Stated goal a — Put everything in the entries below, from their first line down to the line containing "[1268, 757]", into a JSON list of strings with one string per line, skipping blank lines. Leave the pictures out.

Text to read —
===

1. Field of the Invention
The present invention relates to connectors, and more particularly, microwave coaxial connectors having inner and outer conductors.
2. Description of the Related Art
FIG. 1A illustrates a microwave coaxial transmission cable 10 which has two contacts for connecting to a microwave device. One contact is an outer conductor 11 and the other contact is an inner conductor 12. Typically, the outer conductor is used for a ground connection and the inner conductor carries a microwave signal. Both of these conductors form an axial connection with a microwave device. That is, to make a pressure connection with the microwave device, pressure is provided in the direction of the central axis 13 of the inner and outer conductors.

===

Dataset records —
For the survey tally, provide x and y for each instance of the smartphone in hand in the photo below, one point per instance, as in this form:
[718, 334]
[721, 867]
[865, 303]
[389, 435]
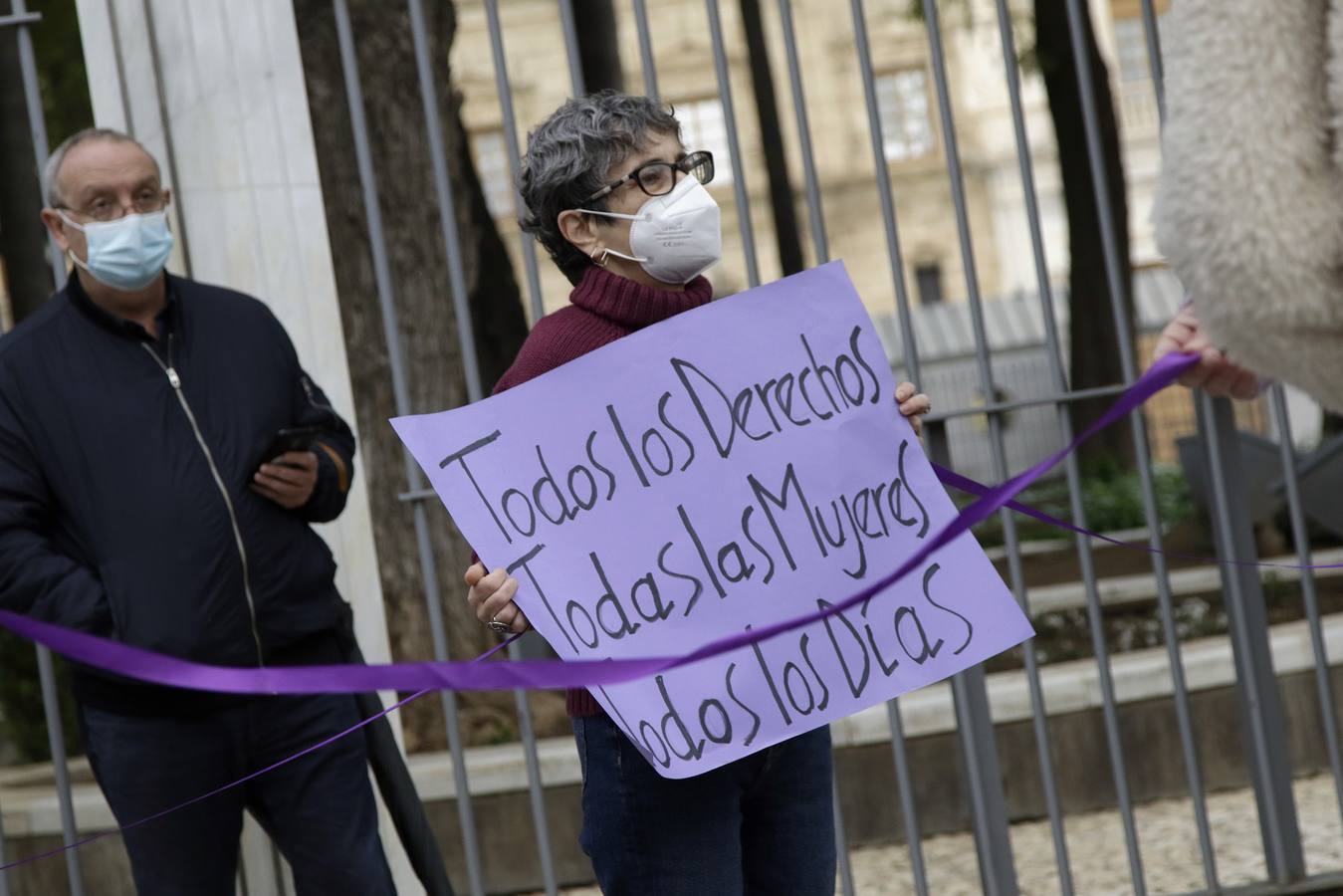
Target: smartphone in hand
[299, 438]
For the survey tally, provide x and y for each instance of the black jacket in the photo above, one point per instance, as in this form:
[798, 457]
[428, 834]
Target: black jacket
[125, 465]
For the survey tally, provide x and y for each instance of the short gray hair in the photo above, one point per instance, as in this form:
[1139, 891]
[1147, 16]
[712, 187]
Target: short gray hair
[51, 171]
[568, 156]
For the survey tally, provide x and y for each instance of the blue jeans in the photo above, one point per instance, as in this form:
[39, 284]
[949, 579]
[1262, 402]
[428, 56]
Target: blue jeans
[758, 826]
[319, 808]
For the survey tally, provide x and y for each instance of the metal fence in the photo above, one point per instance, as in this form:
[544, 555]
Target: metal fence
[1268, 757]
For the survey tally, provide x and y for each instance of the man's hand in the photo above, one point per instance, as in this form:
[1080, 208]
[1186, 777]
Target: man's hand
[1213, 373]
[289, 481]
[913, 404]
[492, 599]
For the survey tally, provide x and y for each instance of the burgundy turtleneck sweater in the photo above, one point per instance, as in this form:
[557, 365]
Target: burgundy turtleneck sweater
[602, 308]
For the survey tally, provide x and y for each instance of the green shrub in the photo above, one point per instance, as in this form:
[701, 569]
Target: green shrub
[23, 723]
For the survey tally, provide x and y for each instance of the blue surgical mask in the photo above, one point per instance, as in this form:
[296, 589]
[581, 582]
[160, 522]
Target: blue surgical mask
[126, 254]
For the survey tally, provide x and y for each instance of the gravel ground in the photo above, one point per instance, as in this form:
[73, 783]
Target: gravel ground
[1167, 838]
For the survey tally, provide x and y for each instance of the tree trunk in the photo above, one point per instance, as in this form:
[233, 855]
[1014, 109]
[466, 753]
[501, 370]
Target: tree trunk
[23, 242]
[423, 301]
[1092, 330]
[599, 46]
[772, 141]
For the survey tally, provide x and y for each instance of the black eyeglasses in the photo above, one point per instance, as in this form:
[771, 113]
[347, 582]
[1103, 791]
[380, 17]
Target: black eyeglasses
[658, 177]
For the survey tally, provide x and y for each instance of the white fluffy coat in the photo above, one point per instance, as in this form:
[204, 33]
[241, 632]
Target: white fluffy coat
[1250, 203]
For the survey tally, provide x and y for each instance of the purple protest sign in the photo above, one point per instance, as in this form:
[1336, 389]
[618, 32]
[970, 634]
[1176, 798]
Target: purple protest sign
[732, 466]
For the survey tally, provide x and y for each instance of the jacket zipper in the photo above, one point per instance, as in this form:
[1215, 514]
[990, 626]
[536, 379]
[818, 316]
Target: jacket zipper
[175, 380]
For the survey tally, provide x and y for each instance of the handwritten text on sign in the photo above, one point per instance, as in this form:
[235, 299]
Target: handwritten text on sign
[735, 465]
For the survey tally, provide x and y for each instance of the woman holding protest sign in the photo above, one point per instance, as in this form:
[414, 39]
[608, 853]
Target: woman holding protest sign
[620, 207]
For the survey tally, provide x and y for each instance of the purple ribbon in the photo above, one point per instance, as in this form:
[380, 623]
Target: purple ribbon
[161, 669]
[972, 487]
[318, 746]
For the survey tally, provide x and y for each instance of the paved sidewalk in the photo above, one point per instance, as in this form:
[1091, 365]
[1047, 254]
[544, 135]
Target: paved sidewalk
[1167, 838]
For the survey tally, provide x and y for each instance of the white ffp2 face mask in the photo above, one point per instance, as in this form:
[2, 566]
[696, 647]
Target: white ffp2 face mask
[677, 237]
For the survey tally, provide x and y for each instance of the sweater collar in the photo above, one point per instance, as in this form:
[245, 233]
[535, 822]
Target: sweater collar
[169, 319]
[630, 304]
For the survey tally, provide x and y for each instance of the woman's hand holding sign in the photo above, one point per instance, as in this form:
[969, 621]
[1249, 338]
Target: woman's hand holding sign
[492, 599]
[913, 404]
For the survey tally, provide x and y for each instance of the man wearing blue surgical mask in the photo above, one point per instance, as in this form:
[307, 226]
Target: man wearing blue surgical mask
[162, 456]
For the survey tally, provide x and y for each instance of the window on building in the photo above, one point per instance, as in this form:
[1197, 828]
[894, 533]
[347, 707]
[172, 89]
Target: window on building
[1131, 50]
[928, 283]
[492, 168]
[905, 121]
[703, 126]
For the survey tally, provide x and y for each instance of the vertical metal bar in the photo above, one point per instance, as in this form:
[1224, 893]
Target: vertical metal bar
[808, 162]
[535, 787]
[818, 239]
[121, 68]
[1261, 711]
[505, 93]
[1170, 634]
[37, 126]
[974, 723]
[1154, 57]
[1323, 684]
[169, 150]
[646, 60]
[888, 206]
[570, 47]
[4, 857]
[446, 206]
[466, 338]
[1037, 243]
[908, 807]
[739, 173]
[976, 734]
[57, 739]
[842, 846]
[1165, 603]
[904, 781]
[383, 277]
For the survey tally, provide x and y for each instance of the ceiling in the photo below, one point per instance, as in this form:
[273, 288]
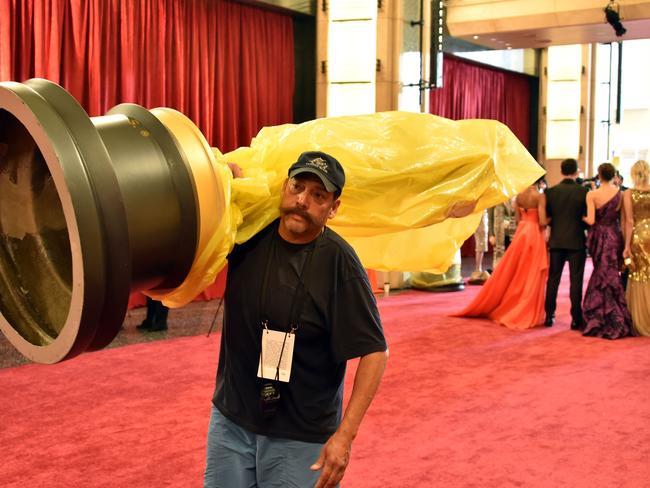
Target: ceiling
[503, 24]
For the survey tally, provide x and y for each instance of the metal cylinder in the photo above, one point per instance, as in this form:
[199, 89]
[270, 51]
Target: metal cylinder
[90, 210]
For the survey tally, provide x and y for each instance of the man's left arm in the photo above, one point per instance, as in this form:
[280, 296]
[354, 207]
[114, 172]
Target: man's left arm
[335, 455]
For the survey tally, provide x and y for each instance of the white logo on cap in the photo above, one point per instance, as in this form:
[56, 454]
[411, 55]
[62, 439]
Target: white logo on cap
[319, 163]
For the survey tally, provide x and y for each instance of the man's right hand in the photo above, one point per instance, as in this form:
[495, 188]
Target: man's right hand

===

Stated goal b — Write what comes next in the text on microwave coaxial connectors, picking up after its last sentence.

Exercise answer a —
[
  "For the survey tally, provide x and y for each instance of the smartphone in hand in the photo below, one point per instance, as in this form:",
  "[718, 334]",
  "[721, 867]",
  "[865, 303]",
  "[389, 435]",
  "Target: smartphone in hand",
  "[299, 438]",
  "For the survey tally, provide x and y for each instance of the black jacket in the photo above, one point per instance, as in this form:",
  "[798, 457]",
  "[428, 834]",
  "Target: black jacket",
  "[125, 465]",
  "For the survey tally, provide x and y for each instance of the short gray hair in the photo above, one point per instance, as in this form:",
  "[1139, 891]",
  "[1147, 16]",
  "[712, 187]",
  "Target: short gray hair",
  "[51, 171]",
  "[568, 156]",
  "For the survey tally, provide x and y for each instance of the blue jeans in the photo above, one point per instance, as in this form:",
  "[39, 284]",
  "[949, 579]",
  "[1262, 402]",
  "[428, 56]",
  "Target: blue jeans",
  "[758, 826]",
  "[319, 808]",
  "For the survey tally, provide x and y for each instance of the metal fence in the photo above, one point per instance, as in this form:",
  "[544, 555]",
  "Target: metal fence",
  "[1268, 757]"
]

Exercise answer b —
In an axial connection, typically one conductor is firm, while the other conductor is resilient as depicted in FIG. 1B. Typically, a resilient conductor retracts or deforms as axial pressure is exerted between the conductor and another conductor or contact surface. FIG. 1B is a side view of outer conductors 11a-b and inner conductors 12a-b of two microwave coaxial transmission cables 17 and 18, respectively. A firm connection 14 exists between the outer conductors 11a-b while a resilient connection 15 exists between the inner conductors 12a-b. The resilient connection 15 is necessary to absorb the variations in contact surface and angle of contact between the outer conductors 11a-b and inner conductors 12a-b. Also, the resilient connection 15 should generally be maintained at a requisite amount of axial pressure 16 in order to provide constant impedance for any signals transmitted on cables 17 and 18.
The above-identified and incorporated by reference U.S. Pat. No. 5,576,675 entitled "Microwave Connector With An Inner Conductor That Provides An Axially Resilient Coaxial Connection", describes various coaxial connectors having an inner axially resilient conductor, such as a GPC-7 connector.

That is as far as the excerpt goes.